Stated goal: Print the entries word for word, from their first line up to and including the line that contains "[[[370,1],[289,3],[1,0],[11,243],[368,246]]]".
## Begin Record list
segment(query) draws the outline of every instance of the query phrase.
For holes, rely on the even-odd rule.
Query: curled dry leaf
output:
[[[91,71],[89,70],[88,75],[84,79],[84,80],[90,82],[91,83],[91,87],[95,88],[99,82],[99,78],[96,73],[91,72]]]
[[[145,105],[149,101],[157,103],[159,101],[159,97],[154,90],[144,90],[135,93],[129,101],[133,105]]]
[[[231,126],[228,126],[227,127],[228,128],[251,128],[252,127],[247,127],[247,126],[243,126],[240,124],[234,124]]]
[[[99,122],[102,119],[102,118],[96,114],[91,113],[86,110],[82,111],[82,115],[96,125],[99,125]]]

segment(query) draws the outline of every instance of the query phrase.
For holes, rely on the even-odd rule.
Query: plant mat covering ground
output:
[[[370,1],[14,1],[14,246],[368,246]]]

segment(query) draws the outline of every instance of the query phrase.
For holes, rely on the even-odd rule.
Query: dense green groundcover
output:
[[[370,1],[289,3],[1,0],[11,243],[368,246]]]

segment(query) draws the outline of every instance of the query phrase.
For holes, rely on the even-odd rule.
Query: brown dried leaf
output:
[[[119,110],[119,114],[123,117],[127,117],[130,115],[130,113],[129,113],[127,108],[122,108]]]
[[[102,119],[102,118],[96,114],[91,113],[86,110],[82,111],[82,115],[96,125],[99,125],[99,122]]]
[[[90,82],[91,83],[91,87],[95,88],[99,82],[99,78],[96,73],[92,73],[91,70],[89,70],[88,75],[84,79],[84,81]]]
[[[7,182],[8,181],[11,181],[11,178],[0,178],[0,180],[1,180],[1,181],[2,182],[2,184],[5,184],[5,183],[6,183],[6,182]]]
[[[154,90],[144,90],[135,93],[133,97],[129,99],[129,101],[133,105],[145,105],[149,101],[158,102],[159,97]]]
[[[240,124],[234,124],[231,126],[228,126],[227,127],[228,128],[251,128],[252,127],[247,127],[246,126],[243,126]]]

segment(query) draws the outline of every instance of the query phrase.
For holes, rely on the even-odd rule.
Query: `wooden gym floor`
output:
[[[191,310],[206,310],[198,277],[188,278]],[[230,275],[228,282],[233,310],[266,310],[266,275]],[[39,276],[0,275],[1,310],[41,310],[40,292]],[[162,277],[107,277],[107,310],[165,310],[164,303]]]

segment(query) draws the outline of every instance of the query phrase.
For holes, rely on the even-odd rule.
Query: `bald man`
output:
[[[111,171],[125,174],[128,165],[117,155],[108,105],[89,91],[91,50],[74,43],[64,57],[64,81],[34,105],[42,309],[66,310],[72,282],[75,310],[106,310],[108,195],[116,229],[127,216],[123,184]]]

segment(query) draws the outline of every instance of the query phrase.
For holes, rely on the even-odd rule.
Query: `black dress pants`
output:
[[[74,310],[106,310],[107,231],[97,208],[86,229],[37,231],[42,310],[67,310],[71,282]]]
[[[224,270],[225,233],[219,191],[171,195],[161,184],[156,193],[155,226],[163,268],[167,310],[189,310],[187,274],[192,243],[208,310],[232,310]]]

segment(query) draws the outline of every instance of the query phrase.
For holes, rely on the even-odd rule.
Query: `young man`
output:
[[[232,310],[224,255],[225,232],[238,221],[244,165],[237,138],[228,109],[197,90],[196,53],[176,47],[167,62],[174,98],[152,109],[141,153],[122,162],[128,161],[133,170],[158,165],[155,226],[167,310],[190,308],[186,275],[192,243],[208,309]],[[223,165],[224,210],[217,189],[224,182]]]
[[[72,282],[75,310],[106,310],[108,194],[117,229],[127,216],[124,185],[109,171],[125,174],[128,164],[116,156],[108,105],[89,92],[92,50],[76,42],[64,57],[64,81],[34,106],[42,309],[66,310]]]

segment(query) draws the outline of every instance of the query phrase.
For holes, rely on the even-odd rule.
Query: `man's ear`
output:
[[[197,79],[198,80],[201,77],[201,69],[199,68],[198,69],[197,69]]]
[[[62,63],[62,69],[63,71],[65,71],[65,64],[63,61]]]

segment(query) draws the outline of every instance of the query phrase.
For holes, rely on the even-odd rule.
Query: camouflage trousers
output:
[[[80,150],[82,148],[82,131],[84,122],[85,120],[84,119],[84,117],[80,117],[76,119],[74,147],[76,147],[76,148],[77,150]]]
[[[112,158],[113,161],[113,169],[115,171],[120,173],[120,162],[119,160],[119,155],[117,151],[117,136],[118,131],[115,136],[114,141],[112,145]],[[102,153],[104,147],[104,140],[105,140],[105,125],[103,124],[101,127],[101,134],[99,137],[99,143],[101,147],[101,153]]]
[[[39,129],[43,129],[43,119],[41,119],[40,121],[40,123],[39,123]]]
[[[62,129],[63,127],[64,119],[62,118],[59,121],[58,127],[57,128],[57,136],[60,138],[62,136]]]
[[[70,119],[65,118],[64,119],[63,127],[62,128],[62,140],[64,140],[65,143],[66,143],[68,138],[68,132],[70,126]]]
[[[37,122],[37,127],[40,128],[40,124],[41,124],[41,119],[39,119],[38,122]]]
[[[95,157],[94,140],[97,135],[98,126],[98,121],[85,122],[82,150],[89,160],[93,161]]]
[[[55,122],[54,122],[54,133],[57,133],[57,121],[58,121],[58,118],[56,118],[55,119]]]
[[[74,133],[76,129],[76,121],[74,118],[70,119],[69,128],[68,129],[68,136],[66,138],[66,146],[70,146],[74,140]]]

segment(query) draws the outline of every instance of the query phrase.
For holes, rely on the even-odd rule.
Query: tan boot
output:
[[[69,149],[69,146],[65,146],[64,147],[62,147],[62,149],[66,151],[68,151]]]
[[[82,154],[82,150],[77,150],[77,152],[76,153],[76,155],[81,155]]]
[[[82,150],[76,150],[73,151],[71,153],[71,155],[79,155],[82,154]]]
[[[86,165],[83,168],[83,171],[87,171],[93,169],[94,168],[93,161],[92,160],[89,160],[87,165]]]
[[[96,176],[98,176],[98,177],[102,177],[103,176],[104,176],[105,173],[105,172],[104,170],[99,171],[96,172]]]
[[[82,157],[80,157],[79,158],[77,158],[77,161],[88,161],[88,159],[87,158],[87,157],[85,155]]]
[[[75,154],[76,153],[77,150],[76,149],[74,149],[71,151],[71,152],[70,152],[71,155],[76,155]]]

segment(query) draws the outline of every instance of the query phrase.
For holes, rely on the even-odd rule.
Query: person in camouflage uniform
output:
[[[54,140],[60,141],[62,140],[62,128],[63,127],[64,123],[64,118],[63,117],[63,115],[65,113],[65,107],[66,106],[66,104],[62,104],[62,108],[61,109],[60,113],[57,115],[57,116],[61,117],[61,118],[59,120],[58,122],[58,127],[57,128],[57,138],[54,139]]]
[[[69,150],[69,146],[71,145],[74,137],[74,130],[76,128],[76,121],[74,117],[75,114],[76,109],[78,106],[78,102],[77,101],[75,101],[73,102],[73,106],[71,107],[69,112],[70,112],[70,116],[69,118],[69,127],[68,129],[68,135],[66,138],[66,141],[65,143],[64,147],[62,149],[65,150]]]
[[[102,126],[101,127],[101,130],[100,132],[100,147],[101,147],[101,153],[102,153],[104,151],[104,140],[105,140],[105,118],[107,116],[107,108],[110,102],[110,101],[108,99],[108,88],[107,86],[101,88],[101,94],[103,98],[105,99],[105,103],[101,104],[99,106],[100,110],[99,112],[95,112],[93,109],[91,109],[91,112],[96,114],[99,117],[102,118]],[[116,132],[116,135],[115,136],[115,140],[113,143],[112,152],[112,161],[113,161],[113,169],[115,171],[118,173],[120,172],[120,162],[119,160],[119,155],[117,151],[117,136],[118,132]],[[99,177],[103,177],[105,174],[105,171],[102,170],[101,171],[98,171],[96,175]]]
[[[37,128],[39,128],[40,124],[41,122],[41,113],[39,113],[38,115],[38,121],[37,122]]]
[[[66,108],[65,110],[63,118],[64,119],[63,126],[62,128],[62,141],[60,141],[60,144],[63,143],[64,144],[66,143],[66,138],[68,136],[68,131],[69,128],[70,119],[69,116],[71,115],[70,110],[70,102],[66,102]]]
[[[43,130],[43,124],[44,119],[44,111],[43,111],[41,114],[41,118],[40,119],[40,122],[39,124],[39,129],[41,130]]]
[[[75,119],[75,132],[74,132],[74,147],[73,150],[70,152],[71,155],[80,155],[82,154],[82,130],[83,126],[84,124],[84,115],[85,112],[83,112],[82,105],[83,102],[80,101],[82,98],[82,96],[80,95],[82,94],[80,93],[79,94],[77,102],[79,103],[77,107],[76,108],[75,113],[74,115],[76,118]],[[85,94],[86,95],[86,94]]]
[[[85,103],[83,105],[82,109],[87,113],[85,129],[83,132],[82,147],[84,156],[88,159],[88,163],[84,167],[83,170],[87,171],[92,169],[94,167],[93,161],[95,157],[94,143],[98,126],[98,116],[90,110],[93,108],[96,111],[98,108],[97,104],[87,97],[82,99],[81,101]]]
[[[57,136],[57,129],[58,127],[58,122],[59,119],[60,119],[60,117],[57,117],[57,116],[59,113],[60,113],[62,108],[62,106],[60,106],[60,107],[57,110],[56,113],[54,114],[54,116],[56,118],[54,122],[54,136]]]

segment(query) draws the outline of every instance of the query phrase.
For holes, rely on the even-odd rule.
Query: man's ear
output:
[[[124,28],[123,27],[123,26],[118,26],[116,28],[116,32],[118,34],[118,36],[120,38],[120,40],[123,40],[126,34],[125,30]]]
## End Record list
Correct result:
segment(query) draws the outline of every instance of the query phrase.
For holes, rely on the even-odd rule.
Query: curled dry leaf
output:
[[[91,71],[89,70],[88,75],[84,79],[84,80],[90,82],[91,83],[91,87],[95,88],[99,82],[99,78],[96,73],[91,72]]]
[[[145,105],[149,101],[157,103],[159,101],[159,97],[154,90],[144,90],[135,93],[129,101],[133,105]]]
[[[231,126],[228,126],[227,127],[228,128],[251,128],[252,127],[247,127],[247,126],[243,126],[240,124],[234,124]]]
[[[99,122],[102,119],[102,118],[96,114],[91,113],[86,110],[82,111],[82,115],[96,125],[99,125]]]

segment(query) draws the outline of every instance of the query phrase.
For holes, rely on the even-odd rule.
Query: plant mat covering ground
output:
[[[370,1],[14,1],[14,246],[368,246]]]

segment(query) draws the outline of every instance of the query phrase.
For holes, rely on the even-odd rule.
Query: dense green groundcover
output:
[[[370,1],[289,3],[1,0],[11,243],[368,246]]]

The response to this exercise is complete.